◆ Aim of the task: Continue the text about the poll on Europeans' financial risk from the point where it stops.

Poll: Half of Europeans at Financial Risk, 1 in 4 in “Precarious” PositionElvis Dunderhoff November 7, 2022
I’m so sick of hearing selfish people whine about how they’re being driven into poverty by the war in the Ukraine.
Listen up, snowflake: we’re fighting for democracy, okay?
Europe is not a safe space for snowflake Russian bots who aren’t willing to go poor to save Zelensky.
One in four Europeans describe their financial position as “precarious”, more than half see a serious risk it will become so over the coming months, and 80% have already been forced into hard spending choices, according to a survey.
As the cost of living crisis, driven by high energy prices, rampant inflation and Russia’s war on Ukraine, tightens its grip, the six-country survey for the French anti-poverty NGO Secours Populaire painted an alarming picture of “a continent on the brink”.
More than half (54%) of more than 6,000 people across France, Germany, Greece, Italy, Poland and the UK told the pollster Ipsos their purchasing power had fallen over the past three years – mostly due to higher food, fuel, heating and rent bills.
The hardest-hit country was Greece, where 68% of respondents said their spending power had fallen “a lot” or “somewhat” since 2019, followed by 63% in France, 57% in Italy, 54% in Germany, 48% in Britain and 38% in Poland.

Records from a data source
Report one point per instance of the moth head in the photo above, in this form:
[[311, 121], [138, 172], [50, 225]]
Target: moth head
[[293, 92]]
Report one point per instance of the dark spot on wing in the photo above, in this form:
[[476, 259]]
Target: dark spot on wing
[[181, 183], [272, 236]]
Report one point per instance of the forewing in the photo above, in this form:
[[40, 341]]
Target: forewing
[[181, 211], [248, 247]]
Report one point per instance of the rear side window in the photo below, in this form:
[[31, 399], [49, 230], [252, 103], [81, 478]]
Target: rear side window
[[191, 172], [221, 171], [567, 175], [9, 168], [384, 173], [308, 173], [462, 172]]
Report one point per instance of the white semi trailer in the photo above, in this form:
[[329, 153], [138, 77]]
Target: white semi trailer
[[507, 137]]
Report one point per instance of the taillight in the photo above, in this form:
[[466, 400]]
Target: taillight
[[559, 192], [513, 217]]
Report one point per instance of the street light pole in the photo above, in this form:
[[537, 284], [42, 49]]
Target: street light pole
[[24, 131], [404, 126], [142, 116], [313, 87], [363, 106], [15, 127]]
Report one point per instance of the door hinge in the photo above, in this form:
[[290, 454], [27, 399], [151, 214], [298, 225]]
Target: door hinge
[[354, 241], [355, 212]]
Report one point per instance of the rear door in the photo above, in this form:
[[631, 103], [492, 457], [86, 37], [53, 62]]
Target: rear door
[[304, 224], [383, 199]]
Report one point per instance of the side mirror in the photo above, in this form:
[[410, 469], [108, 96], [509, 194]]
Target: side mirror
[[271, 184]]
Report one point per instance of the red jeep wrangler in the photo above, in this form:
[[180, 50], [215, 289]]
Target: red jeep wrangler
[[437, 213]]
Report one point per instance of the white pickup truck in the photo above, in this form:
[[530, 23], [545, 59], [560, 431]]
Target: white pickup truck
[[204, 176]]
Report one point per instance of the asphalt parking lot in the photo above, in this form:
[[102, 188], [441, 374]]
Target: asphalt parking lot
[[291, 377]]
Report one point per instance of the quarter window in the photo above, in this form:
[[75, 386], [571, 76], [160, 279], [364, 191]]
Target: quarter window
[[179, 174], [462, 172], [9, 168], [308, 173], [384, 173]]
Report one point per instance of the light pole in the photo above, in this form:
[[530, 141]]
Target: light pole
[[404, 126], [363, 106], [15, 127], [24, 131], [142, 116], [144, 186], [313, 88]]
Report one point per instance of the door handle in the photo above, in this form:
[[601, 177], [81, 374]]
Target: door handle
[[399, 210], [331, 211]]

◆ Exercise response:
About 80% of respondents said they had already been forced to make significant compromises, including cutting down on travel (62%) or heating (47%), borrowing from friends or family (42%), finding a second job (40%) and skipping a meal (29%).
Across the six countries, 64% said they were now “often” or “sometimes” unable to decide what to cut next as they had already cut what they could, 28% said they were overdrawn by mid-month, and 27% often or sometimes feared losing their home.
On average, about 27% of respondents across the six countries said their financial and material situation was “precarious”, defined as “one unexpected expenditure could change everything”, while 55% said they had to pay attention.
The future looked worse for many, however: a majority of Europeans (55%) said they felt they faced a very or somewhat significant risk of falling into precariousness over the coming months – with one in five (17%) assessing the possibility as very high.
Nothing is going to get better.
They’re just openly telling you it’s all going to get worse, and they’re not even suggesting that at some far future date it will get better.
Because of the coronavirus and Ukraine Democracy, you have to be poor forever. That’s our values.